**Objective:** Pull out every row that contains the word "blurred", matching its case exactly.

■ ■ ■ ■ ■

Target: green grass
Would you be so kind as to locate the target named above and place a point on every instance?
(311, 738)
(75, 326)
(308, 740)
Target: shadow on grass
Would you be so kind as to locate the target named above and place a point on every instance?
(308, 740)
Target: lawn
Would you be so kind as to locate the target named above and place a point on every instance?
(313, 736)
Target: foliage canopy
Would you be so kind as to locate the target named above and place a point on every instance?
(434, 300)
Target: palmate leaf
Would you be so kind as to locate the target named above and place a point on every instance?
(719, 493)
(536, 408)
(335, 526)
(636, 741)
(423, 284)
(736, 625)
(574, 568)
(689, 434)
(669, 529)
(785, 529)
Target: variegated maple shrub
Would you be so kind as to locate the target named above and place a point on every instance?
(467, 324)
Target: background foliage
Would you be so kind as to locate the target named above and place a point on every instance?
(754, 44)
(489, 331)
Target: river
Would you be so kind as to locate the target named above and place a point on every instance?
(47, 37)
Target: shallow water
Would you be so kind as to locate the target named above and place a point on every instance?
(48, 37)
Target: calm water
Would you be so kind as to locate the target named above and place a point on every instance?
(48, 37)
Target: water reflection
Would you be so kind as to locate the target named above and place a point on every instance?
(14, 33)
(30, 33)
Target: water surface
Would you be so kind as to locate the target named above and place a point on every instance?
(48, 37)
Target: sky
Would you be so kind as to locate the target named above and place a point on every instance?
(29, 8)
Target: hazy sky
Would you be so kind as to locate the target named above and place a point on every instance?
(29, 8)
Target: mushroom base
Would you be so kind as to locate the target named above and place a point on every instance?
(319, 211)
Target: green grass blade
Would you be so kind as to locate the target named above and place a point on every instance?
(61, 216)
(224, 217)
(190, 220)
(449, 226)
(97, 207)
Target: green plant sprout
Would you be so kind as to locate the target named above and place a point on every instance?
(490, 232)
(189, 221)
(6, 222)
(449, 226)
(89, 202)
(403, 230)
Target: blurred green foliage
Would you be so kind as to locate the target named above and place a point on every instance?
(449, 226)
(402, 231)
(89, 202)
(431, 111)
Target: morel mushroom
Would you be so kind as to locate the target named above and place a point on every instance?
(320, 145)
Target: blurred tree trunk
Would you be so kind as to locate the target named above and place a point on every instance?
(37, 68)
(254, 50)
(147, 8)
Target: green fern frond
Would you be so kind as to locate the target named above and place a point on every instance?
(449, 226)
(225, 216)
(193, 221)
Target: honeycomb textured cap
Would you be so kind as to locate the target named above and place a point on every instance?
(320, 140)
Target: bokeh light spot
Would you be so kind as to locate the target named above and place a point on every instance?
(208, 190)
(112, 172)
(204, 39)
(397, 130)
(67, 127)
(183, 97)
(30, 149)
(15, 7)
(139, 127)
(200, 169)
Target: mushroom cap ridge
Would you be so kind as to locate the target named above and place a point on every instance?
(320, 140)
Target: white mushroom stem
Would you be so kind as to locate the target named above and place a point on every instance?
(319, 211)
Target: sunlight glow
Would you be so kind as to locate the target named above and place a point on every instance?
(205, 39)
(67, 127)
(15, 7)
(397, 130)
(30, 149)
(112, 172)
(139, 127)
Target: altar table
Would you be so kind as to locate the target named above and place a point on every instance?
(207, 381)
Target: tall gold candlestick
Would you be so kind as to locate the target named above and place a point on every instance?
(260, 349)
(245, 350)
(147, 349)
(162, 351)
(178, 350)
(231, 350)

■ ■ ■ ■ ■

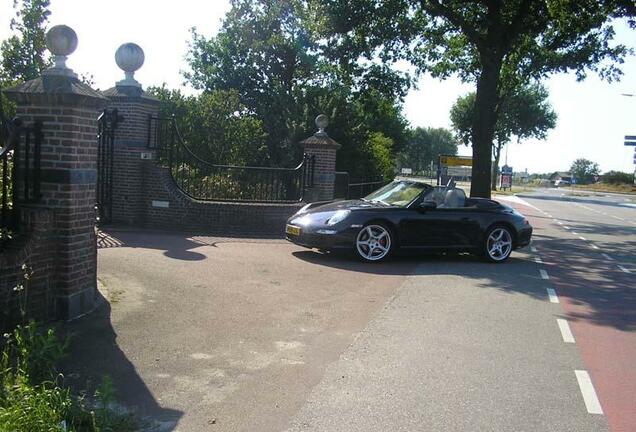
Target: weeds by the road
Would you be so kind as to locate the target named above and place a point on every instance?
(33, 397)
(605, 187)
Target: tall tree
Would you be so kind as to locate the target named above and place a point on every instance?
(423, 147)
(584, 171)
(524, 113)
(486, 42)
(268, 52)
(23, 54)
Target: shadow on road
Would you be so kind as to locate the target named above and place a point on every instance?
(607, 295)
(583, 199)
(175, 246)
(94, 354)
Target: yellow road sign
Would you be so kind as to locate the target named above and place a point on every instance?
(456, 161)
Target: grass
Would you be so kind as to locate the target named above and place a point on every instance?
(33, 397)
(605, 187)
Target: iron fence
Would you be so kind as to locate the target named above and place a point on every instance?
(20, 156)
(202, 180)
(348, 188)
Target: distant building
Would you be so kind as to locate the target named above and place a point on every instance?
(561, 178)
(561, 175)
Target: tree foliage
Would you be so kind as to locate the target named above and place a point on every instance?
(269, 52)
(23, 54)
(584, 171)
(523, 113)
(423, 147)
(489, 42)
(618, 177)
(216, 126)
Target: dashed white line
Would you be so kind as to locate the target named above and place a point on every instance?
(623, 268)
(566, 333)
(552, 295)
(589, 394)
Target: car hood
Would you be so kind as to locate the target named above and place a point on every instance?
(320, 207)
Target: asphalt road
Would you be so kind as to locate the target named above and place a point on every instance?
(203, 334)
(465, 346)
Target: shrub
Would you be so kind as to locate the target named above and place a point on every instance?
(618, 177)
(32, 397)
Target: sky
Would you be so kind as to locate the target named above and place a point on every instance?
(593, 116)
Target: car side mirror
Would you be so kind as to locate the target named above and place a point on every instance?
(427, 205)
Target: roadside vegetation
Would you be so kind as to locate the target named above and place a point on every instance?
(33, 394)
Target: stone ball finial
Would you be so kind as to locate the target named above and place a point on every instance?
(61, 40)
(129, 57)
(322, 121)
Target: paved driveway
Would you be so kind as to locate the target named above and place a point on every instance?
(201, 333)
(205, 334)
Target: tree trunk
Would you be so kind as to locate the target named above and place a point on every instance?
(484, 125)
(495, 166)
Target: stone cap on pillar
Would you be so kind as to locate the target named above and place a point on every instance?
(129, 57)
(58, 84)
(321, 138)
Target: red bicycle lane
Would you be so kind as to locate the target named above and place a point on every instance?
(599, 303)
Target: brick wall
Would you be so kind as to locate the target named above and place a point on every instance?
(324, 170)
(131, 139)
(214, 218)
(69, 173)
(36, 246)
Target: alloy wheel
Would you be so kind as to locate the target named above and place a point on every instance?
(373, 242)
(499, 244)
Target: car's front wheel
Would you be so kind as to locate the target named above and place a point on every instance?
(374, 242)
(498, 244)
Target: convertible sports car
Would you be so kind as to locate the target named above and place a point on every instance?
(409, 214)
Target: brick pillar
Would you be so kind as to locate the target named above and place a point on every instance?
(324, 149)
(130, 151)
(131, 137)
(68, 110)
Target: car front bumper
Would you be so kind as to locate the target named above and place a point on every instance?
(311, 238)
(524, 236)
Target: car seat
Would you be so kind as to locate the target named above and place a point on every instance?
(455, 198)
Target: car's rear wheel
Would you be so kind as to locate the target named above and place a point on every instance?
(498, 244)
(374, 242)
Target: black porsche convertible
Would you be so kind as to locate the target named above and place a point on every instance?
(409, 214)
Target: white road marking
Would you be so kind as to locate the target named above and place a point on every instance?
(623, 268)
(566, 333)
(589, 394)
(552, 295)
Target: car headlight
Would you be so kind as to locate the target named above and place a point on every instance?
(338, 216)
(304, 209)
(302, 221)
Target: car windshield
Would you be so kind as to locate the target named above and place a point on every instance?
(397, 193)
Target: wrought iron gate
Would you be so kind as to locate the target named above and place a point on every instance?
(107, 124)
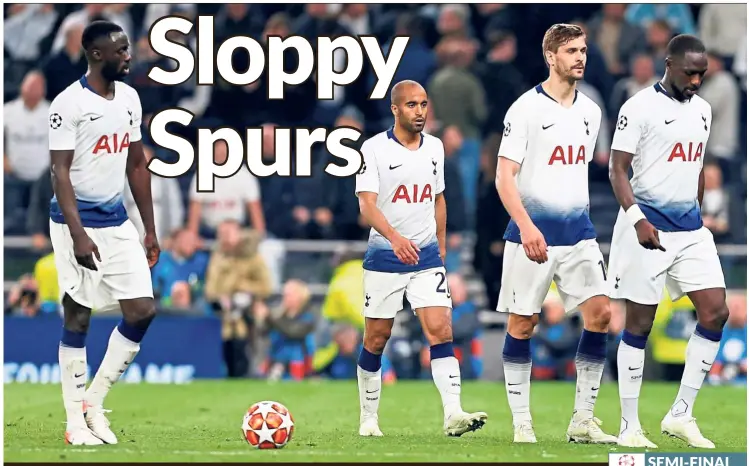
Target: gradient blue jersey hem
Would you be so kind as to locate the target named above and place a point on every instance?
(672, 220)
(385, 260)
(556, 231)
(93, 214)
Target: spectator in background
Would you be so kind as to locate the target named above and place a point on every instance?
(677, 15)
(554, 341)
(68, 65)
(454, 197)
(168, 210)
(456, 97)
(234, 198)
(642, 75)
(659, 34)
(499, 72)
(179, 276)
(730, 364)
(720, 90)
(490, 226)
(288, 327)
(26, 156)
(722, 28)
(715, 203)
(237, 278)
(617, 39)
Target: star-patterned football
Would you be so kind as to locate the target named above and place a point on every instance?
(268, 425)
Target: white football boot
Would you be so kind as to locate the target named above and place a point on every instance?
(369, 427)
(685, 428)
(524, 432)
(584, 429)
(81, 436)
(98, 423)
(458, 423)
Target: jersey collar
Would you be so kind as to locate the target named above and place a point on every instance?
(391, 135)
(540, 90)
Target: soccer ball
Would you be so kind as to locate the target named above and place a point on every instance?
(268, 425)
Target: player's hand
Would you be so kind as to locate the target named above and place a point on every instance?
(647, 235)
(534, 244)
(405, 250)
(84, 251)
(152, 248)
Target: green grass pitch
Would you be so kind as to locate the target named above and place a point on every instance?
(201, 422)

■ ■ ■ ■ ■

**Full answer:**
Target: blurred green foliage
Target: blurred tree trunk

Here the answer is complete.